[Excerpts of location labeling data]
++++++

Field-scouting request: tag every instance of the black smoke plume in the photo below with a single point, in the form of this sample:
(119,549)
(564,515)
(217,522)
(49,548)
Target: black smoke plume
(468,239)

++++++

Update the lines above by replacing "black smoke plume" with "dark smoke plume" everywhere it occurs, leaving everything else unchanged.

▸ Result
Field-scouting request: tag every instance of the dark smoke plume in the photo below with a single point, in the form of this sample:
(119,549)
(564,515)
(217,522)
(49,548)
Target: dark smoke plume
(468,239)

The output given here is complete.